-- EXERCISE TEXT --

These are my almost-sister-in-law Nikki’s fault. A couple years ago, she gave everyone homemade peppermint marshmallows for Christmas, and they were amazing. I didn’t know mere mortals could make marshmallows at home. So I tried them myself, and they were just as amazing.
Though it was about the biggest mess I’ve ever made in the kitchen. And that’s saying something. To quote J-Dub, “Uh…we BUY our marshmallows.”
I just think it’s such a cool thing to make your own marshmallows. I wanted to include it in this year’s cookie mix.
In case you don’t know what goes into marshmallows, I’ll tell you: it’s mostly gelatin, powdered sugar and corn syrup. And it starts out looking like this:
That’s 3 1/2 packets of gelatin curing in some cold water. Kinda looks like something from my 9th grade biology class.
Boil together sugar, corn syrup, and salt until it registers 240 on a candy thermometer. Unfortunately, I can’t find my candy thermometer, so I had to use my meat thermometer…and an oven mit.
Pour it into the gelatin and get cracking. It will whip up white and fluffy.

-- PROVIDED MATERIAL --
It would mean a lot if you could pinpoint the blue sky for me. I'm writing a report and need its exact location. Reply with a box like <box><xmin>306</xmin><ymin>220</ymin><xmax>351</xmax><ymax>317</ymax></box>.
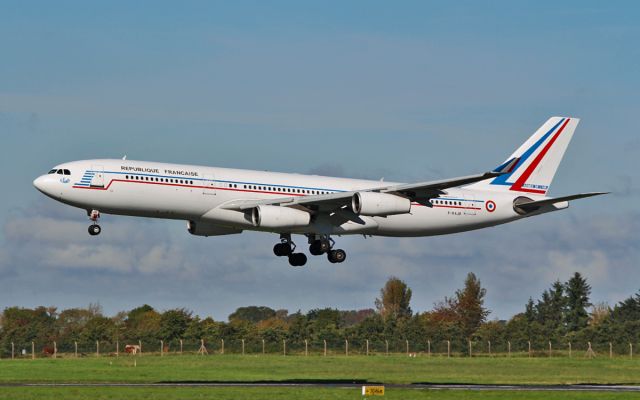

-- ACTIVITY LIST --
• a. Reproduce the marshmallow post from "These are my" to "grade biology class.".
• b. Carry the marshmallow post further, starting after its final sentence.

-- YOUR RESPONSES --
• a.
These are my almost-sister-in-law Nikki’s fault. A couple years ago, she gave everyone homemade peppermint marshmallows for Christmas, and they were amazing. I didn’t know mere mortals could make marshmallows at home. So I tried them myself, and they were just as amazing.
Though it was about the biggest mess I’ve ever made in the kitchen. And that’s saying something. To quote J-Dub, “Uh…we BUY our marshmallows.”
I just think it’s such a cool thing to make your own marshmallows. I wanted to include it in this year’s cookie mix.
In case you don’t know what goes into marshmallows, I’ll tell you: it’s mostly gelatin, powdered sugar and corn syrup. And it starts out looking like this:
That’s 3 1/2 packets of gelatin curing in some cold water. Kinda looks like something from my 9th grade biology class.

• b.
Unless you dye it reddish pink, like I did. Then it will look pink and fluffy.
This recipe calls for egg whites, so I whipped them up too and folded them gently into the mixture. I also added a teaspoon and a half of peppermint and a half teaspoon of vanilla. Then I put them in my powdered sugar-dusted 9×13 pan.
I put it in the fridge to chill overnight, and then had to deal with the aftermath.
Thank God I have a dishwasher. I could reattach a limb with this stuff.
This morning, I took it out of the fridge and set it up to cut it up, dusting each section back in the powdered sugar so I could handle it without it sticking to me. A pizza cutter worked well for this.
Very tasty and impressive, if I do say so myself!
Springy, Fluffy Marshmallows (from the website http://smittenkitchen.com/blog/2009/06/springy-fluffy-marshmallows/)
Adapted from Gourmet, December 1998
These homemade marshmallows are not only easy to make, they set as perfectly as promised: puffed and lightweight, bouncing off one another as I tossed them in the container. Even better, they toasted like a campfire charm speared on the end of a skewer, and s’mooshed between two graham crackers with a square of chocolate.
Makes about 96 1-inch cubed marshmallows
About 1 cup confectioners’ sugar
3 1/2 envelopes (2 tablespoons plus 2 1/2 teaspoons) unflavored gelatin
1 cup cold water, divided
2 cups granulated sugar (cane sugar worked just fine)
1/2 cup light corn syrup
1/4 teaspoon salt
2 large egg whites or reconstituted powdered egg whites
1 tablespoon vanilla (alternately: 1/2 of a scraped vanilla bean, 2 teaspoons almond or mint extract or maybe even some food coloring for tinting)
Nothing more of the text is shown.